### GIVEN RECORDS
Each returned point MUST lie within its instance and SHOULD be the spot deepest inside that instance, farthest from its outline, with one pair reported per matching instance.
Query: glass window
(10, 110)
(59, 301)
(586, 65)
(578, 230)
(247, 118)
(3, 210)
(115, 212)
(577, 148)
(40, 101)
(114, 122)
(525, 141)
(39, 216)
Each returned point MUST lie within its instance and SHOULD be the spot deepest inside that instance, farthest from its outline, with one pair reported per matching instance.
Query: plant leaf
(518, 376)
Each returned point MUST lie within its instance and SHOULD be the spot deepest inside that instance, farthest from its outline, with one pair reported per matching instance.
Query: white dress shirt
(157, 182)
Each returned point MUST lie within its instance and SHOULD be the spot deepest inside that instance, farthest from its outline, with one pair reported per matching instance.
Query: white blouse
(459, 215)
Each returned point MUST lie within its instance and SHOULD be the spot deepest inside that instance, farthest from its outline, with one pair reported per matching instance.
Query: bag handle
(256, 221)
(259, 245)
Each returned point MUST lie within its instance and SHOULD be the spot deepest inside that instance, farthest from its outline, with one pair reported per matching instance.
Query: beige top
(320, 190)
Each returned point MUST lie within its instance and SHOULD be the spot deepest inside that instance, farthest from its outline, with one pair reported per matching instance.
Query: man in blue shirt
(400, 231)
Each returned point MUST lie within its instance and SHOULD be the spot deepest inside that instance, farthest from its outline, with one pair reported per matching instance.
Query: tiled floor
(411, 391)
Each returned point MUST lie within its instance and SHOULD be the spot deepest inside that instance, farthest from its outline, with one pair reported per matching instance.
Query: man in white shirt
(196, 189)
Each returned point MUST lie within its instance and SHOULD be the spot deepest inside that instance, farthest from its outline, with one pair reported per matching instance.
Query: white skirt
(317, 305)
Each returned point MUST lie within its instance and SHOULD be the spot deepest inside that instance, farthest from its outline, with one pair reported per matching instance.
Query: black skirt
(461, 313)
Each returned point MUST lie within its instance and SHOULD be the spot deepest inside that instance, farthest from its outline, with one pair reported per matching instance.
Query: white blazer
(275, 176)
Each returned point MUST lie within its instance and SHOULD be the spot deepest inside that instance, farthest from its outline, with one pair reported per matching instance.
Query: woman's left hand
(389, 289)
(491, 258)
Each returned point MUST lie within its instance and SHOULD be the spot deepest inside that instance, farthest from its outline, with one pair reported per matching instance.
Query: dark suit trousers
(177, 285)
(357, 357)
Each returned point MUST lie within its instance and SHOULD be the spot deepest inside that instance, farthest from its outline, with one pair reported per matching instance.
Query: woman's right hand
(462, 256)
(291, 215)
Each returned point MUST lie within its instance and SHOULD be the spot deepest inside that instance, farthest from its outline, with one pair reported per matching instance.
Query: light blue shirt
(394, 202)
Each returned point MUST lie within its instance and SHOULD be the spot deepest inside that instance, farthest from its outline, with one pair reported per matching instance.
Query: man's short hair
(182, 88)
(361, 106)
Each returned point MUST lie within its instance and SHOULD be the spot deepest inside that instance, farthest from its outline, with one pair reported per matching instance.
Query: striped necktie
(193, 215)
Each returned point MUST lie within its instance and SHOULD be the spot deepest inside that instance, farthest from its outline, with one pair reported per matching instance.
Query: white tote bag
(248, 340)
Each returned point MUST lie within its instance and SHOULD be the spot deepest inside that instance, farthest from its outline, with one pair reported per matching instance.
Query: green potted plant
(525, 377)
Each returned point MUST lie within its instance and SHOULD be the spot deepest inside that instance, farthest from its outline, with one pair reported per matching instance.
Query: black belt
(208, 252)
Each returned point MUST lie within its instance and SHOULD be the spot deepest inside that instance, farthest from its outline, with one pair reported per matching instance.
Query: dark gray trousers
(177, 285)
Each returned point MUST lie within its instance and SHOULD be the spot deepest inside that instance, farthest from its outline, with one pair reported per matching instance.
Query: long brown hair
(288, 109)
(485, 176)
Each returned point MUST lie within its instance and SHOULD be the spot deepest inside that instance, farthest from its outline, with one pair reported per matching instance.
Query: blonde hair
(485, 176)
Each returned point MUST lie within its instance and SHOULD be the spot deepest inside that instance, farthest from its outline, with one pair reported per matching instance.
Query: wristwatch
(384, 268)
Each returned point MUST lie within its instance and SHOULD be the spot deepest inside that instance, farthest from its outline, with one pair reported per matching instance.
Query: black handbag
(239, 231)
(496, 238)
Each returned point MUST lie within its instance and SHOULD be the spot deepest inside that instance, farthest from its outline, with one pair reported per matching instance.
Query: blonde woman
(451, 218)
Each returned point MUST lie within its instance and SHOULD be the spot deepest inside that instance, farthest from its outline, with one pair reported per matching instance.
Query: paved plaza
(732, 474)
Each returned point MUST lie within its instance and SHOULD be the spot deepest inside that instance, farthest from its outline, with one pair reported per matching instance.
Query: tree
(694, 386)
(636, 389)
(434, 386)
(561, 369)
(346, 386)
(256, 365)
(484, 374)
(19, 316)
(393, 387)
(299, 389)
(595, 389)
######
INSTRUCTION
Copy out all of the data exactly, leaving nothing out.

EXPECTED ANSWER
Each returned point MUST lie within its instance and SHOULD be the spot deepest inside that instance, farthest from its outline, with one pair reported per matching instance.
Query: glass window
(10, 110)
(59, 301)
(586, 65)
(578, 230)
(247, 118)
(3, 210)
(115, 212)
(577, 148)
(40, 101)
(114, 122)
(525, 141)
(39, 216)
Each returned point MUST lie within its instance and SHOULD be the spot deepest inside that instance, farthest from its outline, with one pair reported per matching instance.
Query: plant leaf
(518, 376)
Each returned point MUST lie within its instance and SHOULD be the spot deepest inside that instance, farthest from its outline, with one pair reported per matching instance.
Query: white dress shirt
(157, 182)
Each returned point MUST lie within its instance and SHOULD be the spot deepest inside that instance, farthest from its outline, with one pair reported per matching instance.
Query: white blouse
(459, 215)
Each returned point MUST lie within its instance and SHOULD be the spot deepest inside that instance, farthest from its outline, with one pair reported per matching instance.
Query: bag handle
(256, 221)
(259, 245)
Each returned point MUST lie within its instance and SHOULD be the spot deepest inside that instance, farthest from its outline, with one pair reported per matching instance.
Query: beige top
(320, 190)
Each returned point MUST lie within its instance and SHOULD be the spot deepest inside that instance, farthest from its outline, with one pair reported per matching instance.
Query: man in blue shirt
(400, 231)
Each returned point MUST lie within its instance and SHOULD be the spot deepest inside that instance, farthest from its outline, with one pair reported per matching instance.
Query: tiled floor
(411, 391)
Each returned point MUST lie within its instance and SHOULD be the spot deepest inside that instance, farthest from its outline, with one pair reported per matching instance.
Query: man in white shirt
(196, 189)
Each returned point MUST lie within its instance and SHOULD be the spot deepest inside that instance, farthest from its outline, with one pair reported per matching instance.
Query: white skirt
(317, 305)
Each returned point MUST lie within its instance and SHOULD be the spot deepest inside that instance, farthest from its outline, with one pair reported per matching instance.
Query: black skirt
(461, 313)
Each returned point MUST lie within its instance and SHOULD be the spot deepest inside that instance, farthest from its outline, with one pair reported per matching instance.
Query: white blazer
(275, 176)
Each returned point MUST lie within its instance and SHOULD be the spot deepest inside that instance, farthest from its outline, with one pair reported per matching instance.
Query: woman's left hand
(389, 289)
(491, 258)
Each returned point MUST lie within its instance and SHOULD be the spot deepest inside that instance, farthest from its outline, with one pair reported per matching instance.
Query: dark suit trousers
(177, 285)
(357, 357)
Each returned point MUST lie within its instance and SHOULD be the spot deepest inside that instance, farthest from its outline, with one pair reported per matching instance.
Query: woman's right hand
(462, 256)
(291, 215)
Each returned point MUST lie within its instance and SHOULD be the spot deepest inside that instance, farthest from its outline, with one pair reported per matching instance.
Query: light blue shirt
(394, 202)
Each returned point MUST lie within its instance and SHOULD be the spot deepest inside that instance, farthest from its outline, with one pair reported per matching instance.
Query: man's short hair
(182, 88)
(361, 106)
Each returned point MUST lie within its instance and SHOULD be the spot deepest inside that instance, farthest from its outline, with one pair reported per matching instance.
Query: striped necktie
(193, 215)
Each returned point MUST lie within its instance and SHOULD be the spot deepest inside that instance, farthest from its outline, with one pair reported per matching instance.
Query: white tote bag
(248, 340)
Each returned point MUST lie within its instance and SHOULD be the spot deepest inside that instance, farthest from its outline, with one pair reported per matching instance.
Query: green potted plant
(525, 377)
Each returned point MUST lie within its instance and SHOULD be the spot deepest inside that instance, farthest from its outline, with one pair reported per matching instance.
Query: black belt
(208, 252)
Each returned point MUST lie within its instance and SHOULD be the spot deepest inside that instance, farthest from its outline, with one pair reported per matching instance.
Query: dark gray trousers
(177, 285)
Each returned point MUST lie within its instance and SHOULD be the spot deepest inside that instance, farthest from its outline, with one pair reported per matching instance.
Query: long brown hair
(288, 109)
(485, 176)
Each returned point MUST lie within its instance and SHOULD be the spot deepest inside that instance, farthest from its outline, with one pair reported per matching instance.
Query: blonde hair
(485, 176)
Each returned point MUST lie within its instance and SHOULD be the spot deepest inside that instance, farthest from its outline, with one pair reported per matching instance.
Query: wristwatch
(384, 268)
Each returned point MUST lie within its instance and SHOULD be the spot deepest inside that instance, farthest from its outline, with one pair reported per matching instance.
Query: black handbag
(239, 231)
(496, 238)
Each returned point MUST lie within its instance and SHOULD be the spot deepest inside that instance, farthest from its outline, with one pair reported per matching instance.
Query: blonde woman
(451, 218)
Each returned point MUST lie within its instance and SHOULD be the spot deepest inside that instance, farthest from its outline, with one pair reported per matching instance.
Query: paved plaza
(732, 474)
Each returned point MUST lie within its instance and SHOULD be the spot deepest inside that instance, farthest from its outline, with one pair reported per matching instance.
Query: tree
(694, 386)
(636, 389)
(434, 386)
(561, 369)
(346, 386)
(256, 365)
(484, 374)
(19, 316)
(393, 387)
(299, 389)
(595, 389)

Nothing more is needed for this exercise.